## PAGE EXTRACT
Interpretation

An interpretation (or interpretation function) assigns meaning to formulae by mapping every non-logical symbol (i.e. anything that isn’t a connective or a quantifier) to a universe, $\mathcal{U}$. Essentially, it assigns meaning to formulae.

Definition §

Interpretation

An interpretation function $\mathcal{I}$ is one that takes non-logical symbols from a formal language, $L$ and assigns meaning to them by relating it to a universe, $\mathcal{U}$. It does this by mapping:

• Mapping constants to some element in $\mathcal{U}$ : $c\mapsto u\in \mathcal{U}$

• Mapping predicates to relations in $\mathcal{U}$ : $P(t_1,t_2,\dots ,t_n)\mapsto R\subset {\mathcal{U}}^n$

  • That is, a predicate is satisfied (returns true) only when certain elements from ${\mathcal{U}}^n$ are given as inputs.

• Function to a function defined in $\mathcal{U}$ : Function from $\mathcal{U}\to \mathcal{U}$

A formula, $\phi$ under an interpretation, $\mathcal{I}$ is notated as:

$$[[\phi ]{]}_{\mathcal{I}}=\text{φ under the interpretation I}$$

Logical Constants

Technically, an interpretation can assign meaning to connectives and quantifiers. However, in predicate logic and propositional logic, we treat these symbols as logical constants. That is, they remain fixed under every interpretations.

## TASK A
Transcribe the passage on interpretation in full, word for word, above the entries.
## TASK B
Format the entries as a JSON list of strings with one string per line, from the line with "white petal -> outlines" up to and including the last line of the entries. Omit blank lines.
The entries that come next have no connection to the passage on interpretation.

## STORED ROWS
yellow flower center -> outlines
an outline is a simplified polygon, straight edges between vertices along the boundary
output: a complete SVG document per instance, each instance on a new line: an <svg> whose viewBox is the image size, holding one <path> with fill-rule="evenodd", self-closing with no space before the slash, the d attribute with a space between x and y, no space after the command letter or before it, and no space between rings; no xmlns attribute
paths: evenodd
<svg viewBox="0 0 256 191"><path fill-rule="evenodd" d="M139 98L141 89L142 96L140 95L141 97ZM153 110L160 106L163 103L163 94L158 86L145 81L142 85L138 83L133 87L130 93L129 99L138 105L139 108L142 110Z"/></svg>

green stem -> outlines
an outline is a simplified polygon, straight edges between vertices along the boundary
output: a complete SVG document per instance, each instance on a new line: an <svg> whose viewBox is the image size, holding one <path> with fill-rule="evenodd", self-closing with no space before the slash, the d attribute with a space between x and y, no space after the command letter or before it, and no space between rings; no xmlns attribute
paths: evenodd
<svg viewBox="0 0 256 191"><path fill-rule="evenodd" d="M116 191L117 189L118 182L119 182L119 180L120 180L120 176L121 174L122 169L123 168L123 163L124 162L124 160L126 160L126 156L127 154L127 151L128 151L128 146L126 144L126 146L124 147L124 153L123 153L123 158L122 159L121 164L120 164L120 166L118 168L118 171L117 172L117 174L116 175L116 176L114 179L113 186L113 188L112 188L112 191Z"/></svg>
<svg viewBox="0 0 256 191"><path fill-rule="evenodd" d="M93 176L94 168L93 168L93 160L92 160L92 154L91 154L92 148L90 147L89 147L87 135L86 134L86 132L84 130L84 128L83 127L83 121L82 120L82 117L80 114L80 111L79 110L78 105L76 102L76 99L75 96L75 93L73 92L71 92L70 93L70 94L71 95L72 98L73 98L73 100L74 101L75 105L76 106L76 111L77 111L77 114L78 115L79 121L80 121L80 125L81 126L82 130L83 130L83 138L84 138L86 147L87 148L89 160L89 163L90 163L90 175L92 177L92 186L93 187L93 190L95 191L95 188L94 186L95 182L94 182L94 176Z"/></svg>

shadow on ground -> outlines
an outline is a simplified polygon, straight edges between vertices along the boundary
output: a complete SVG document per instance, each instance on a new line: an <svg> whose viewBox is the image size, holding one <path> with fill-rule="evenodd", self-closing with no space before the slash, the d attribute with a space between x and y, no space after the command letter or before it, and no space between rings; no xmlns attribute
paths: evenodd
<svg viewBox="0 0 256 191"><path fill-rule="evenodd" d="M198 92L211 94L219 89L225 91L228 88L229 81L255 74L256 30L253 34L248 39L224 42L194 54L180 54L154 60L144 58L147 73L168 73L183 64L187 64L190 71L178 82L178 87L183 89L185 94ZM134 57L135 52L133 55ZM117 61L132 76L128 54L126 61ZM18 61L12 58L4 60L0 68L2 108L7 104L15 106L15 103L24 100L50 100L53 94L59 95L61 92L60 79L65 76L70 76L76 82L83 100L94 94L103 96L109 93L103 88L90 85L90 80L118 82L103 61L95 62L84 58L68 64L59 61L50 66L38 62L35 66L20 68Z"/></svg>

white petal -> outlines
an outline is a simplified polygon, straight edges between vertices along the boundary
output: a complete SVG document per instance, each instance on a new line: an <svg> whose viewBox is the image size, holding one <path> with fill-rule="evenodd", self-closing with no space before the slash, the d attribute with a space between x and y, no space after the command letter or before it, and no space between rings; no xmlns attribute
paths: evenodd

## PROBLEM SOLUTION A
Interpretation

An interpretation (or interpretation function) assigns meaning to formulae by mapping every non-logical symbol (i.e. anything that isn’t a connective or a quantifier) to a universe, $\mathcal{U}$. Essentially, it assigns meaning to formulae.

Definition §

Interpretation

An interpretation function $\mathcal{I}$ is one that takes non-logical symbols from a formal language, $L$ and assigns meaning to them by relating it to a universe, $\mathcal{U}$. It does this by mapping:

• Mapping constants to some element in $\mathcal{U}$ : $c\mapsto u\in \mathcal{U}$

• Mapping predicates to relations in $\mathcal{U}$ : $P(t_1,t_2,\dots ,t_n)\mapsto R\subset {\mathcal{U}}^n$

  • That is, a predicate is satisfied (returns true) only when certain elements from ${\mathcal{U}}^n$ are given as inputs.

• Function to a function defined in $\mathcal{U}$ : Function from $\mathcal{U}\to \mathcal{U}$

A formula, $\phi$ under an interpretation, $\mathcal{I}$ is notated as:

$$[[\phi ]{]}_{\mathcal{I}}=\text{φ under the interpretation I}$$

Logical Constants

Technically, an interpretation can assign meaning to connectives and quantifiers. However, in predicate logic and propositional logic, we treat these symbols as logical constants. That is, they remain fixed under every interpretations.

## PROBLEM SOLUTION B
[
  "white petal -> outlines",
  "an outline is a simplified polygon, straight edges between vertices along the boundary",
  "output: a complete SVG document per instance, each instance on a new line: an <svg> whose viewBox is the image size, holding one <path> with fill-rule=\"evenodd\", self-closing with no space before the slash, the d attribute with a space between x and y, no space after the command letter or before it, and no space between rings; no xmlns attribute",
  "paths: evenodd"
]